DIRECTIVE 1: Can you translate this sentence from the source text about explaining homosexuality to a son into Spanish: "We aren’t all that different from straight people, after all."

SOURCE TEXT:
How Can I Help My Son Understand Homosexuality?

This. Our local GLCC (Community Center) does a lot with education of all kids; gay and straight. They have also been able to do some outreach with some of the local schools. I can’t say enough good for what they have done around here.

It’s not that doesn’t understand what it MEANS. He’s not retarded. But we live in the south currently, and he associates with a lot of Christians and conservatives, and many of those people have different views on this subject than I do. He’s naturally trying to figure out what’s going on- I taught him this but they’re teaching him that, and so on.

As far as teaching him that gay people are miserable, I will consciously try not to give him that idea and I see where you’re coming from.

You might also see if you have a local PFLAG chapter-- no experience with it myself, but the organization seems to come up a lot.

Ask him what he thinks (us) gay or lesbian folks do in their day-to-day life. Outside of the bedroom, most of us lead pretty boring lives: cook breakfast, drop off the kids at school, go to work, spend time with the partner/spouse and family, bitch about the boss, go out for brunch once a week, that kind of stuff. We aren’t all that different from straight people, after all.

Why am I recommending this little exercise? If someone knows no gay people IRL and knows of the LGBT community only through the demonstrations and pride parades and drag shows**, it is possible for them to assume that we are somehow different people leading a fundamentally different lifestyle. Of course, it doesn’t help that some religious preachers demonize homosexuality as well.

**Of course, I am not suggesting that pride rallies and drag shows are “wrong” in any way, just that straight people wouldn’t relate to it.

I feel wrong (Lord, I apologize) for putting ‘gay’ before all of those activities when I read them. An old stand up clip popped into my head. I didn’t know who it was so it was kind of a PITA to track down, but here it is (mildly NSFW).

Or you can wait until like me, his first job is with a boss whos gay and loves to hit on the young men who work for him. Nothing better than to have some sleezy old fart wanting to rub up to you to give an impression of gay people.

I had my first same-sex fantasy at the age of 5. For some reason, that seems to be a common year for many of us to have our first inklings of our sexuality. Ask your son how on earth could a 5-year-old make an informed choice about something he knows nothing about, that will stick with him for his entire life. It has to be something that was a part of me since, or before, birth.

And yes, we are in most ways the same boring people as everyone else. And we are no more miserable than you are.

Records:
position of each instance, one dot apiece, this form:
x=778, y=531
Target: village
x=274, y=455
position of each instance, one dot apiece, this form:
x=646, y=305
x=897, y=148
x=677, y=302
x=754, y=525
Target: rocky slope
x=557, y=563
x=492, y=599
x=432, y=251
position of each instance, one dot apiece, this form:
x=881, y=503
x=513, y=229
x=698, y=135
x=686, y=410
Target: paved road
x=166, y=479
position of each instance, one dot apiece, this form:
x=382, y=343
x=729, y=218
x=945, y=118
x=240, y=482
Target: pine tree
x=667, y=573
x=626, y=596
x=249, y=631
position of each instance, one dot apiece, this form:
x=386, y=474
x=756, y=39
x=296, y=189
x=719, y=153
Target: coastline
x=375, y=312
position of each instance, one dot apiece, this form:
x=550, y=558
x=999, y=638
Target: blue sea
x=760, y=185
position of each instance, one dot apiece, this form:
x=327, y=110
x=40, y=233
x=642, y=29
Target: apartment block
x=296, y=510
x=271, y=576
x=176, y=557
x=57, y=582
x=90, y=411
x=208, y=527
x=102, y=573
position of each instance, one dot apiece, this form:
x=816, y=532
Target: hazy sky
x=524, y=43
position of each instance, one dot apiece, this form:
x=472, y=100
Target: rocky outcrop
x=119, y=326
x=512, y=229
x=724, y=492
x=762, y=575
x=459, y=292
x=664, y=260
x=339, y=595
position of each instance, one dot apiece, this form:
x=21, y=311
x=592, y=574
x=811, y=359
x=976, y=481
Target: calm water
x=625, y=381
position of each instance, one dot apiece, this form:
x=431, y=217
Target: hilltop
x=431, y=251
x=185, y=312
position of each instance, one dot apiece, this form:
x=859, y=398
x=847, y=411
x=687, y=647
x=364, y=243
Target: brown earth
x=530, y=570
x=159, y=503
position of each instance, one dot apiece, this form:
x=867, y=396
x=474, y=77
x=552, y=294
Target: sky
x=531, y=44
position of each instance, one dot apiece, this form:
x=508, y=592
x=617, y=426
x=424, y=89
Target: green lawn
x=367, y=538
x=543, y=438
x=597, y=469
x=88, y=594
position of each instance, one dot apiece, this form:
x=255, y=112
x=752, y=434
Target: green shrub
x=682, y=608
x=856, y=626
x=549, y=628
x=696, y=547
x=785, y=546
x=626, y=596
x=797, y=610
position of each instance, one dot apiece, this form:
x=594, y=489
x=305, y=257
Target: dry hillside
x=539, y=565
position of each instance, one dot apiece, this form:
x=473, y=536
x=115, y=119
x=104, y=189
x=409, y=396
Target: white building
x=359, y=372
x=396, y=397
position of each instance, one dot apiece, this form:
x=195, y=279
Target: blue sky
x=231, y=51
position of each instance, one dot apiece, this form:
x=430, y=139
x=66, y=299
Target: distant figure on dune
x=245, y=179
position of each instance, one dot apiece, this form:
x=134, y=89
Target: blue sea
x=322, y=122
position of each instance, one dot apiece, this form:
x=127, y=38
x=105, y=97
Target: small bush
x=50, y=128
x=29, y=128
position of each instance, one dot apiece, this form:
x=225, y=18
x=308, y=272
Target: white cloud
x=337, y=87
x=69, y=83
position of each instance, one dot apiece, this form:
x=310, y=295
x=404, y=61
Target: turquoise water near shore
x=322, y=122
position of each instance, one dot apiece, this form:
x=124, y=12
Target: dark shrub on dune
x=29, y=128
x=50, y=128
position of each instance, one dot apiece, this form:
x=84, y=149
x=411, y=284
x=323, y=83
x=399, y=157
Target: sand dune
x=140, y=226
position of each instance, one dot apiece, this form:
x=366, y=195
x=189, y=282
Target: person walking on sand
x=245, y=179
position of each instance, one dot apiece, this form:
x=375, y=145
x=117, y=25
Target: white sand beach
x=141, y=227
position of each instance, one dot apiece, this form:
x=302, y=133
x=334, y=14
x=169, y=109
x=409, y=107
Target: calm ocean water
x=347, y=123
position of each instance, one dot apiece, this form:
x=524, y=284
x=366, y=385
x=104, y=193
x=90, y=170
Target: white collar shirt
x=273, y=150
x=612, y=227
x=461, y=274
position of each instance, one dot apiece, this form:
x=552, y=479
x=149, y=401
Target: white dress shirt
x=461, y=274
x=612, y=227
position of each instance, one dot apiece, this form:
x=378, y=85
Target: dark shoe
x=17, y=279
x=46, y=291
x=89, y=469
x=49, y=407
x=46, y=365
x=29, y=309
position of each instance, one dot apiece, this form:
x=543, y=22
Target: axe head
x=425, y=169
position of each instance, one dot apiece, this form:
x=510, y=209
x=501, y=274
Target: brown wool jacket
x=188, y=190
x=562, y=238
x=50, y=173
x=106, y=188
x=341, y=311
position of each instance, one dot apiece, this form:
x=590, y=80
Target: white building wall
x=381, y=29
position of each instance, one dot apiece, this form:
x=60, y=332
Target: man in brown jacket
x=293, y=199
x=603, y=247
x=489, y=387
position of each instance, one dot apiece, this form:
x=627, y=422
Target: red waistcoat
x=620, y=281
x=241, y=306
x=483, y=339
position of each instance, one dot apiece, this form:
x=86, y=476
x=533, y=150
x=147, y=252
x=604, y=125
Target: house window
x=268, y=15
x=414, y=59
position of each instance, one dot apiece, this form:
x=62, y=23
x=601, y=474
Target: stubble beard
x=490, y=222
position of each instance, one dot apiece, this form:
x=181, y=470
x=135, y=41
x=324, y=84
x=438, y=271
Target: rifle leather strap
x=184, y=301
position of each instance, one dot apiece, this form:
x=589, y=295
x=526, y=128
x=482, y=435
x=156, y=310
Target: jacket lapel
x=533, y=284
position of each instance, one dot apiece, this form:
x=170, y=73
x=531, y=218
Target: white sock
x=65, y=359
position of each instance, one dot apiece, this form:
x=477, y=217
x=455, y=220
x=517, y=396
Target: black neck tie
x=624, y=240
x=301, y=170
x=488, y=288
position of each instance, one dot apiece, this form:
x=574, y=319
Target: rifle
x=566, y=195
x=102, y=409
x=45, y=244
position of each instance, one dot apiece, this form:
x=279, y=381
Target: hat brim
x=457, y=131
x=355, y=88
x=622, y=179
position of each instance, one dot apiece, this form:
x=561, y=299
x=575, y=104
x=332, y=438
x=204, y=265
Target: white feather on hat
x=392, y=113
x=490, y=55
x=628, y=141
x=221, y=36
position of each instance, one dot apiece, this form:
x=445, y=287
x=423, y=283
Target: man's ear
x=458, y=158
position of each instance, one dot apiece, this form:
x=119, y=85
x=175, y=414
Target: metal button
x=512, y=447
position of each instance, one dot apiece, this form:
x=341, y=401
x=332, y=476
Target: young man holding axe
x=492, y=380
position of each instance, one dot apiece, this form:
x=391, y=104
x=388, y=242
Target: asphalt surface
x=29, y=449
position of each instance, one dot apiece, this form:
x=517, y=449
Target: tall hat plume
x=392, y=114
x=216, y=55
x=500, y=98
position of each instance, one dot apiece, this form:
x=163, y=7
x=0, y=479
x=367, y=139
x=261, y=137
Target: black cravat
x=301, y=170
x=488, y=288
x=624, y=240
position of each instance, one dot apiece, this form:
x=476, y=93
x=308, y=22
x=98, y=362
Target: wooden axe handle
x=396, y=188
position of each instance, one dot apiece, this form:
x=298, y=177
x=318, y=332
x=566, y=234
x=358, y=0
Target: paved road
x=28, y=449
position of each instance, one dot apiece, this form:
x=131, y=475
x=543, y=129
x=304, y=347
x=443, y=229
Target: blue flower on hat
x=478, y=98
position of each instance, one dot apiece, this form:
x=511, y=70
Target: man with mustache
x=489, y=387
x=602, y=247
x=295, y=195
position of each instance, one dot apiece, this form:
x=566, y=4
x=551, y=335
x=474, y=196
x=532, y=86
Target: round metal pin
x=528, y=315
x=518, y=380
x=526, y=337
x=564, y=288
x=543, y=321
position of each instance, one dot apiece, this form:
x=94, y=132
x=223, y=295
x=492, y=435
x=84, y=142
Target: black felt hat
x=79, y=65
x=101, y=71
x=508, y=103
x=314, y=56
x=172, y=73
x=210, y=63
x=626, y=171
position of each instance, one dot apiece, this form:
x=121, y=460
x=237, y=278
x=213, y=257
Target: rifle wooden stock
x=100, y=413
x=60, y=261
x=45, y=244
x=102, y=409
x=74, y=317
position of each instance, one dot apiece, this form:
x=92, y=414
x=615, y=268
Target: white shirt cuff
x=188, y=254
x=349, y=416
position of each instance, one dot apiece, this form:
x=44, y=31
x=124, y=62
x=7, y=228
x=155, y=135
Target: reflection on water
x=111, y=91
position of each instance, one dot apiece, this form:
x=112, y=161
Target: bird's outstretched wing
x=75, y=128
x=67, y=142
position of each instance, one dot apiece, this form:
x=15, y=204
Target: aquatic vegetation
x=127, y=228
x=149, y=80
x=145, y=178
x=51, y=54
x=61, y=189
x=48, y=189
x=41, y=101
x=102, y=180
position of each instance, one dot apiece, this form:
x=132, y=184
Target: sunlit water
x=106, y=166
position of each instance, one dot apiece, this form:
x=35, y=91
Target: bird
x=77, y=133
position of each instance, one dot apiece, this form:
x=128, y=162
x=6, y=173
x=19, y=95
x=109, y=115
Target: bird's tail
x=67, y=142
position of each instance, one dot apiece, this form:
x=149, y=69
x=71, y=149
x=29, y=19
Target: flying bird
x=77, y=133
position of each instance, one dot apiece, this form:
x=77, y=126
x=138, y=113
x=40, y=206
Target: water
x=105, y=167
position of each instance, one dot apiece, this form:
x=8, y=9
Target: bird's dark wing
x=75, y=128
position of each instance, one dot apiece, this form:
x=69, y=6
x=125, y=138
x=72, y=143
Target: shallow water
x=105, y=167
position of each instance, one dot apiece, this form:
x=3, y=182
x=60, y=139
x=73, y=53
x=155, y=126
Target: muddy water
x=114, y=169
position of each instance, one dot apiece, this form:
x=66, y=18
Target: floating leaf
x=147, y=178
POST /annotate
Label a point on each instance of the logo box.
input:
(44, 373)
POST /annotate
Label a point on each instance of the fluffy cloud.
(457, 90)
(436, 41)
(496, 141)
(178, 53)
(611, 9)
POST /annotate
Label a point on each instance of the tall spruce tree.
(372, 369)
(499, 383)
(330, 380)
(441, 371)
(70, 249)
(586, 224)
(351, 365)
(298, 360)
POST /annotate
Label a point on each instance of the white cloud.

DIRECTIVE 2: Can you rewrite the listing lines from the first line of the listing through the line that contains "x=249, y=631", inclusive, swapping "Target" for "Object" and leaving everything else unchanged?

COMPLETE RESPONSE 1: Después de todo, no somos tan diferentes de las personas heterosexuales.

COMPLETE RESPONSE 2:
position of each instance, one dot apiece, this form:
x=778, y=531
Object: village
x=274, y=455
position of each instance, one dot apiece, this form:
x=646, y=305
x=897, y=148
x=677, y=302
x=754, y=525
Object: rocky slope
x=557, y=563
x=492, y=599
x=432, y=251
position of each instance, one dot apiece, this form:
x=881, y=503
x=513, y=229
x=698, y=135
x=686, y=410
Object: paved road
x=166, y=479
position of each instance, one dot apiece, this form:
x=382, y=343
x=729, y=218
x=945, y=118
x=240, y=482
Object: pine tree
x=667, y=573
x=626, y=596
x=249, y=631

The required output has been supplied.